◆ **課題**:
「TARGET = grass patch」を含む行から「(1049, 854)」を含む行までの資料を、両端の行も含めてすべて書き直し、その際、解答の座標のすべての数値に143を加えなさい。この範囲の行だけを示すこと。
★ ★ ★ ★ ★
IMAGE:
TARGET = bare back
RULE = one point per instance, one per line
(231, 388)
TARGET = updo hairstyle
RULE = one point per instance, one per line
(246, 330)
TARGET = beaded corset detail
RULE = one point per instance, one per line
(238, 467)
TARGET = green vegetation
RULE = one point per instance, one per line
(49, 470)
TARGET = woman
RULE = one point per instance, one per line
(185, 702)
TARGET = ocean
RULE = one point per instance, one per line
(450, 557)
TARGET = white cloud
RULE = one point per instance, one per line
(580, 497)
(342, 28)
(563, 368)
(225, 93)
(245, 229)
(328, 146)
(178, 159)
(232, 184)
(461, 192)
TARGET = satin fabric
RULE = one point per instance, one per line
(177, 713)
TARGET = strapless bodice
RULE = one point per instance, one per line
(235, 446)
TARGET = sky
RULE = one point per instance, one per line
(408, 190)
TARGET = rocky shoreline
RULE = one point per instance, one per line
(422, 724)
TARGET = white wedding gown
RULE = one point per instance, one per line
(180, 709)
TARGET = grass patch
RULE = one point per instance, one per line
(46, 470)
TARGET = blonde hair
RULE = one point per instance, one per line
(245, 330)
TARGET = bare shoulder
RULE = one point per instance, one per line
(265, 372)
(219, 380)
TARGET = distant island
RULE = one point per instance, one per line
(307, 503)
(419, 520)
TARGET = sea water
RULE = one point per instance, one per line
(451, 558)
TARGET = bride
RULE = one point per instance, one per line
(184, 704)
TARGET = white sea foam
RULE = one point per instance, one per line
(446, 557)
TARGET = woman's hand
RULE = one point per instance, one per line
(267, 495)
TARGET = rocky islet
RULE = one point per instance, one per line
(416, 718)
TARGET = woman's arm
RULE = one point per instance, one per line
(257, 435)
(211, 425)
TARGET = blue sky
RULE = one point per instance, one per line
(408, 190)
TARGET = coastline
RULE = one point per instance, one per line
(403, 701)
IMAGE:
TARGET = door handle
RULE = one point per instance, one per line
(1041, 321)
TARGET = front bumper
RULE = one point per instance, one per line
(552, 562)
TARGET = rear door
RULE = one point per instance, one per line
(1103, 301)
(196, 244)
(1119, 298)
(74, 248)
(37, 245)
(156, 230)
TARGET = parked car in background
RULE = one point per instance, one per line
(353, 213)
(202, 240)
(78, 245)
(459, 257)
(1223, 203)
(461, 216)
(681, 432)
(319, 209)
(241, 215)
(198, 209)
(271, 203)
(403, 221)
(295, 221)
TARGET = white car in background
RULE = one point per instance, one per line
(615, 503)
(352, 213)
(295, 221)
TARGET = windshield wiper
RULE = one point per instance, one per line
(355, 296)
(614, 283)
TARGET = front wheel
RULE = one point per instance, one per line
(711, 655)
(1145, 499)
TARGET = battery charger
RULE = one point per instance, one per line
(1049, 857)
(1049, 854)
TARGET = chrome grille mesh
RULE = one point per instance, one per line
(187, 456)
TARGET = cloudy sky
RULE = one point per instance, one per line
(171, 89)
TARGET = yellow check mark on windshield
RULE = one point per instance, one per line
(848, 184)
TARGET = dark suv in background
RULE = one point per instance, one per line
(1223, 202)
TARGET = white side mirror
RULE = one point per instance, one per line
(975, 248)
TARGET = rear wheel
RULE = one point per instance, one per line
★ ★ ★ ★ ★
◆ **解答**:
TARGET = grass patch
RULE = one point per instance, one per line
(189, 613)
TARGET = blonde hair
RULE = one point per instance, one per line
(388, 473)
TARGET = bare shoulder
RULE = one point per instance, one per line
(408, 515)
(362, 523)
TARGET = distant island
RULE = one point per instance, one per line
(450, 646)
(562, 663)
TARGET = sea water
RULE = one point per instance, one per line
(594, 701)
TARGET = bride
RULE = one point per instance, one per line
(327, 847)
TARGET = white sea foam
RULE = one point per instance, one per line
(589, 700)
TARGET = woman's hand
RULE = one point per instance, one per line
(410, 638)
TARGET = rocky islet
RULE = one point per instance, one per line
(559, 861)
TARGET = woman's arm
RULE = one point per instance, one per line
(400, 578)
(354, 568)
TARGET = blue sky
RULE = one point per instance, one per line
(551, 333)
TARGET = coastline
RULE = one point per instance, one per line
(546, 844)
IMAGE:
TARGET = door handle
RULE = one point per instance, one per line
(1184, 464)
TARGET = front bumper
RULE = one point per instance, one per line
(695, 705)
TARGET = rear door
RULE = one point per instance, one per line
(1246, 444)
(339, 387)
(1262, 441)
(217, 391)
(180, 388)
(299, 373)
TARGET = parked car in background
RULE = one point per instance, one per line
(496, 356)
(345, 383)
(221, 388)
(602, 400)
(1366, 346)
(604, 359)
(824, 575)
(462, 352)
(384, 358)
(341, 352)
(414, 346)
(546, 364)
(438, 364)
TARGET = white car in background
RULE = one point per instance, one per line
(758, 646)
(495, 356)
(438, 364)
TARGET = windshield wiper
RULE = one point per instance, one per line
(498, 439)
(757, 426)
TARGET = front wheel
RULE = one point per instance, one per line
(854, 798)
(1288, 642)
TARGET = battery charger
RULE = one point per instance, one per line
(1192, 1000)
(1192, 997)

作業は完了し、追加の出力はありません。